* start *

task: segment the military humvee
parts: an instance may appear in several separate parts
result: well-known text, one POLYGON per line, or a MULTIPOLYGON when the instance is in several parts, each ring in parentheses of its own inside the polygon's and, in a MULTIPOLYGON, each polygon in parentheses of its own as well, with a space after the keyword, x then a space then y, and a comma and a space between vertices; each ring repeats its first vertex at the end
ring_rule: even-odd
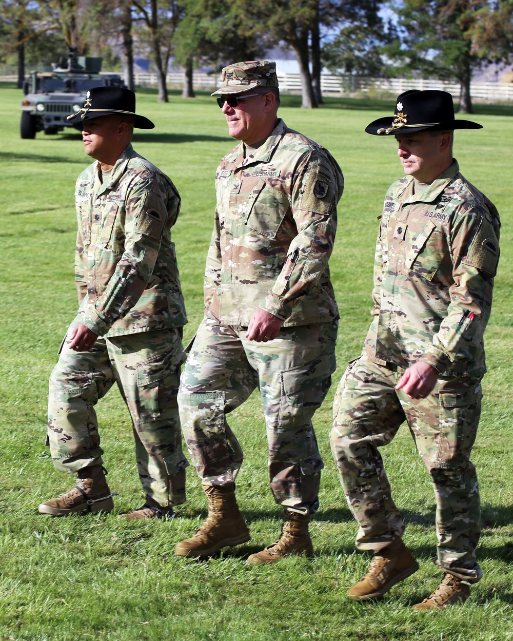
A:
POLYGON ((83 105, 86 94, 95 87, 125 87, 117 74, 101 73, 102 59, 77 56, 70 47, 67 57, 53 64, 50 72, 31 72, 21 101, 22 138, 35 138, 37 131, 58 133, 74 125, 64 119, 83 105))

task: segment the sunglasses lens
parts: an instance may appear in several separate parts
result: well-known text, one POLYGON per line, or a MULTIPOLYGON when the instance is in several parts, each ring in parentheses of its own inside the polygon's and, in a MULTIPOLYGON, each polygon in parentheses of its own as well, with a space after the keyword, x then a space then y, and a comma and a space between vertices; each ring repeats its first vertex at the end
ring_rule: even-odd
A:
POLYGON ((221 96, 220 98, 217 98, 216 100, 217 100, 217 104, 219 105, 221 109, 222 109, 223 107, 224 106, 225 103, 227 103, 228 106, 231 107, 232 109, 233 109, 234 107, 236 107, 237 105, 239 104, 239 101, 236 96, 221 96))

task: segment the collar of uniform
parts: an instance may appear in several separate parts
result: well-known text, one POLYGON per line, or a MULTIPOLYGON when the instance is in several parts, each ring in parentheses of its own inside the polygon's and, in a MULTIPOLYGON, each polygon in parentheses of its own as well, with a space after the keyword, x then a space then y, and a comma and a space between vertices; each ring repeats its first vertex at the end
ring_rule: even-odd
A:
POLYGON ((453 163, 450 167, 448 167, 437 178, 436 178, 428 187, 418 194, 412 194, 414 180, 413 178, 411 176, 405 183, 401 196, 406 196, 405 203, 433 203, 459 172, 459 171, 458 161, 454 158, 453 163))
MULTIPOLYGON (((250 156, 247 158, 243 158, 240 162, 238 162, 236 169, 247 167, 248 165, 252 165, 254 162, 269 162, 286 129, 287 126, 281 118, 278 119, 278 124, 269 135, 265 142, 261 145, 257 149, 256 149, 250 156)), ((234 150, 235 156, 232 162, 237 161, 240 156, 243 156, 243 142, 240 143, 234 150)))
MULTIPOLYGON (((131 143, 127 145, 123 150, 121 155, 117 159, 112 168, 112 172, 110 174, 110 180, 107 183, 104 183, 101 188, 99 190, 98 194, 102 194, 107 189, 112 189, 117 183, 122 174, 125 172, 125 169, 128 164, 128 161, 134 155, 135 152, 131 143)), ((100 171, 99 163, 97 162, 97 171, 100 171)))

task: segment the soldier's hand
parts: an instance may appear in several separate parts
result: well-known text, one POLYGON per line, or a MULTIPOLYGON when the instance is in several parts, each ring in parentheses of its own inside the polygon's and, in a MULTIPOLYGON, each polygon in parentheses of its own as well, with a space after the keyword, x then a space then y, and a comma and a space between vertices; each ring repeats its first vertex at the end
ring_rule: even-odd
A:
POLYGON ((68 345, 70 349, 74 349, 76 352, 88 352, 97 338, 97 334, 83 323, 78 322, 70 337, 68 345))
POLYGON ((276 338, 282 324, 283 321, 277 316, 259 307, 249 321, 246 338, 257 343, 266 343, 276 338))
POLYGON ((427 363, 419 361, 409 367, 395 386, 411 399, 425 399, 432 391, 438 379, 438 370, 427 363))

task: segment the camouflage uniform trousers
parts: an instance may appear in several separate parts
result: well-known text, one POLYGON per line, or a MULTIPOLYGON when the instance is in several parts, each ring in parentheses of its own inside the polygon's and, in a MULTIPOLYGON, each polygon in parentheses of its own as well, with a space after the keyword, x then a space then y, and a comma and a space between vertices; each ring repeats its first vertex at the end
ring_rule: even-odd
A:
POLYGON ((482 572, 479 491, 469 460, 481 412, 481 377, 441 377, 425 399, 395 385, 404 369, 362 354, 350 363, 333 406, 331 449, 350 509, 359 525, 356 545, 382 550, 400 538, 403 522, 392 499, 379 447, 407 421, 431 476, 436 498, 437 565, 469 583, 482 572))
POLYGON ((65 340, 48 403, 48 437, 58 470, 72 473, 102 463, 95 406, 115 381, 132 419, 143 490, 163 506, 184 503, 188 463, 176 400, 181 335, 179 328, 98 338, 87 352, 70 349, 65 340))
POLYGON ((266 343, 247 331, 209 317, 198 329, 178 394, 191 461, 205 485, 235 480, 243 456, 226 415, 258 387, 275 500, 313 513, 324 464, 311 419, 335 370, 337 323, 282 328, 266 343))

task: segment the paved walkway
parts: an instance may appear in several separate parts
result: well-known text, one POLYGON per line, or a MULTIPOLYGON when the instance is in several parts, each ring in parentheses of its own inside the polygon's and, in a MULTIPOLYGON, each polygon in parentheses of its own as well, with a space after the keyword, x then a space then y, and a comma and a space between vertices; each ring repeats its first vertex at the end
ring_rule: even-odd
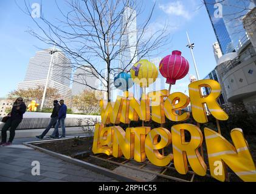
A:
POLYGON ((33 141, 38 139, 18 138, 11 146, 0 146, 0 182, 117 181, 22 145, 33 141), (40 175, 31 173, 33 161, 40 163, 40 175))

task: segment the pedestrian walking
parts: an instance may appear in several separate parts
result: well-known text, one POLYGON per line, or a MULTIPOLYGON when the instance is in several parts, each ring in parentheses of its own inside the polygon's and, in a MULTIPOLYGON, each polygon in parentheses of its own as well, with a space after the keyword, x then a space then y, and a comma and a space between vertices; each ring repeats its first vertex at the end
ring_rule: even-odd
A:
POLYGON ((60 101, 60 109, 58 112, 58 121, 55 125, 54 132, 50 136, 52 138, 55 138, 58 134, 58 127, 60 125, 62 129, 62 135, 60 138, 66 137, 65 119, 67 114, 67 106, 64 104, 63 99, 60 101))
POLYGON ((26 109, 27 107, 23 102, 22 98, 17 98, 13 103, 10 118, 7 119, 4 127, 2 127, 1 132, 2 141, 0 145, 2 146, 12 145, 12 141, 15 136, 15 130, 22 120, 23 114, 26 112, 26 109), (10 136, 7 142, 7 131, 9 128, 10 136))
MULTIPOLYGON (((43 139, 47 133, 50 130, 52 127, 54 128, 58 120, 58 112, 60 109, 60 105, 57 100, 54 101, 54 109, 52 110, 52 115, 50 115, 50 121, 48 124, 48 126, 44 130, 44 131, 40 135, 36 136, 36 138, 38 139, 43 139)), ((56 138, 58 138, 58 132, 56 134, 56 138)))

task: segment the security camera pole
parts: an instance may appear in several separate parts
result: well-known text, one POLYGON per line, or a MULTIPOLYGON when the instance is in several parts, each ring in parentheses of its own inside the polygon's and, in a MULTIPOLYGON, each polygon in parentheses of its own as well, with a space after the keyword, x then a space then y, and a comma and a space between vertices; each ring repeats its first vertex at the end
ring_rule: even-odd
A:
POLYGON ((196 78, 198 79, 198 80, 199 80, 199 74, 198 74, 198 69, 196 68, 196 61, 195 60, 194 53, 193 53, 193 48, 195 47, 195 44, 190 43, 190 40, 189 39, 189 34, 187 32, 187 40, 189 41, 189 44, 186 47, 190 48, 191 55, 192 55, 193 61, 194 62, 194 65, 195 65, 195 69, 196 70, 196 78))

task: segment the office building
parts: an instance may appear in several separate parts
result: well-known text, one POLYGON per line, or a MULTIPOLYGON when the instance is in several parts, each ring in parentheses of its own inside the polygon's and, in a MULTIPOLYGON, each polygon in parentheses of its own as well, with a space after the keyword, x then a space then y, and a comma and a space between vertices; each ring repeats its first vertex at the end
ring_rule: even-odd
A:
POLYGON ((7 115, 8 112, 6 112, 12 110, 13 102, 7 98, 0 98, 0 117, 7 115))
MULTIPOLYGON (((44 87, 47 85, 47 88, 57 89, 60 98, 63 99, 64 103, 69 105, 71 72, 71 61, 61 50, 54 48, 40 50, 30 59, 24 80, 18 84, 17 89, 27 90, 38 85, 44 87)), ((52 105, 52 100, 49 96, 46 98, 45 107, 52 105)))
POLYGON ((73 74, 72 95, 78 95, 85 90, 92 90, 91 87, 99 89, 100 83, 97 75, 95 71, 86 65, 77 68, 73 74))
MULTIPOLYGON (((122 38, 120 41, 119 68, 120 72, 128 72, 133 65, 137 62, 137 21, 136 12, 129 7, 125 8, 122 18, 122 38)), ((111 75, 111 78, 114 76, 111 75)), ((111 84, 111 101, 115 101, 117 95, 122 96, 123 92, 111 84)), ((139 98, 140 87, 136 84, 129 89, 136 98, 139 98)))

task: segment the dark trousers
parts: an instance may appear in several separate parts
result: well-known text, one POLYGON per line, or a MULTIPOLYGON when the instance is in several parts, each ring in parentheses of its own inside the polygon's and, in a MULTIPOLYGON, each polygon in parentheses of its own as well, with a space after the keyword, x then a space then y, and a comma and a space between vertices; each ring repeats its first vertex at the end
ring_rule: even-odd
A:
POLYGON ((2 142, 6 142, 7 138, 7 131, 10 128, 10 137, 9 142, 12 142, 15 136, 15 130, 21 123, 22 119, 9 119, 2 129, 2 142))
MULTIPOLYGON (((41 135, 41 136, 42 138, 43 138, 44 136, 45 136, 45 135, 46 135, 47 133, 48 133, 48 132, 49 131, 49 130, 50 129, 50 128, 52 128, 52 127, 53 128, 54 128, 55 127, 56 123, 57 122, 58 120, 58 116, 56 117, 54 117, 50 118, 50 122, 48 124, 48 126, 46 127, 46 129, 45 129, 45 130, 43 132, 42 135, 41 135)), ((57 134, 58 136, 58 134, 57 134)))

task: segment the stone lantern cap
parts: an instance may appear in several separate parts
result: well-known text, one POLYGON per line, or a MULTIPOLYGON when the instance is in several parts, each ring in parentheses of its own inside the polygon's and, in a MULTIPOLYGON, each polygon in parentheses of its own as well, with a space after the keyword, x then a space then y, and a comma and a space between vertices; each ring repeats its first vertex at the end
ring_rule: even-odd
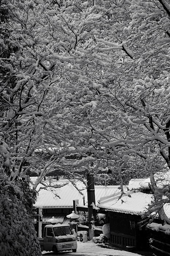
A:
POLYGON ((67 217, 69 219, 78 219, 80 217, 79 215, 75 213, 74 211, 72 211, 72 213, 67 215, 67 217))
POLYGON ((50 222, 50 223, 56 223, 56 222, 59 222, 59 221, 57 219, 56 219, 54 218, 54 217, 52 217, 51 219, 50 219, 48 221, 48 222, 50 222))

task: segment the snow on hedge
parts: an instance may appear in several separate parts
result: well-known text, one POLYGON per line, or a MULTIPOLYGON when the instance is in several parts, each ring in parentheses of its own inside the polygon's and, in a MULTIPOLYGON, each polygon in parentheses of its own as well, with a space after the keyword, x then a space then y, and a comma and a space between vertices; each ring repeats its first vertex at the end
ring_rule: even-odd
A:
MULTIPOLYGON (((32 218, 18 186, 0 173, 0 255, 40 256, 32 218)), ((28 204, 29 202, 28 202, 28 204)))
POLYGON ((162 226, 161 224, 158 223, 151 223, 147 225, 147 227, 154 231, 161 231, 166 235, 170 235, 170 225, 165 224, 162 226))

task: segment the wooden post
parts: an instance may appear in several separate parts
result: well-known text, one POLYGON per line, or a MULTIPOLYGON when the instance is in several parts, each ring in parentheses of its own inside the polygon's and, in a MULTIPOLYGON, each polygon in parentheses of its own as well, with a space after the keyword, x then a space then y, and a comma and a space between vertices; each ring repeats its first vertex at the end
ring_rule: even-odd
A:
POLYGON ((78 211, 77 210, 77 206, 79 204, 79 200, 78 199, 73 200, 73 210, 75 213, 77 214, 78 213, 78 211))
POLYGON ((38 238, 42 238, 42 207, 37 208, 37 232, 38 238))
POLYGON ((95 192, 94 190, 94 177, 92 174, 88 173, 87 174, 87 201, 88 215, 89 238, 91 240, 94 236, 94 230, 92 229, 92 221, 95 219, 95 210, 94 210, 92 204, 93 203, 95 205, 95 192))

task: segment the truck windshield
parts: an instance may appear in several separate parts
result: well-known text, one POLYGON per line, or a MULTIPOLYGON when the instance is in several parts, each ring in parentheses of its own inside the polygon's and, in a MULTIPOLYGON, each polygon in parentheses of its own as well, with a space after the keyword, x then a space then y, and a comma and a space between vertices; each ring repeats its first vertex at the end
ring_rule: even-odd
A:
POLYGON ((72 234, 72 232, 69 227, 67 226, 63 227, 53 227, 53 229, 55 236, 72 234))

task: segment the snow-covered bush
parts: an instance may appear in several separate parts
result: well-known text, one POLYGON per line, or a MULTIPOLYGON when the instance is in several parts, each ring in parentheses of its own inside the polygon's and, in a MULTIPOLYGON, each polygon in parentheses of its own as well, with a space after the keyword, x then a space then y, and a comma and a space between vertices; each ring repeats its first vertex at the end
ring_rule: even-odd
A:
MULTIPOLYGON (((41 249, 31 213, 32 192, 25 182, 19 185, 0 173, 0 255, 39 256, 41 249), (21 187, 20 188, 20 187, 21 187), (27 210, 26 206, 27 206, 27 210)), ((34 197, 35 199, 35 197, 34 197)), ((34 200, 34 196, 33 199, 34 200)))
POLYGON ((108 242, 108 239, 103 234, 101 234, 99 237, 96 238, 95 243, 99 246, 106 247, 108 242))

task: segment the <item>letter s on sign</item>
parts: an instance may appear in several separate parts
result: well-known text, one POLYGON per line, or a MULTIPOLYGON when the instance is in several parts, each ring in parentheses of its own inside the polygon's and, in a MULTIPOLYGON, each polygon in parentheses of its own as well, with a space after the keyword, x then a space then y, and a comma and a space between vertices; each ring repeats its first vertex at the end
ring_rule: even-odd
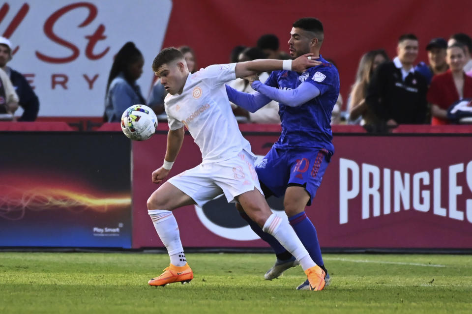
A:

* end *

What you should do :: Using the records above, extract exactly and only the lines from the one with "task: segment the <item>letter" through the final line, inclusive, leaving out pictures.

Answer to the exercise ::
task: segment the <item>letter s on sign</item>
parts: an instance may appear in several separate parts
result: well-known text, one POLYGON per line, or a MULTIPOLYGON when the instance is in several parts, each ring in parentheses of its own inside the polygon's and, in a MULTIPOLYGON, each polygon in parentheses of its own as well, with a space after the keyword, x then a space then y, and a comma and a space between vertices; each ring repeats its first vertex at the end
ring_rule: even-odd
A:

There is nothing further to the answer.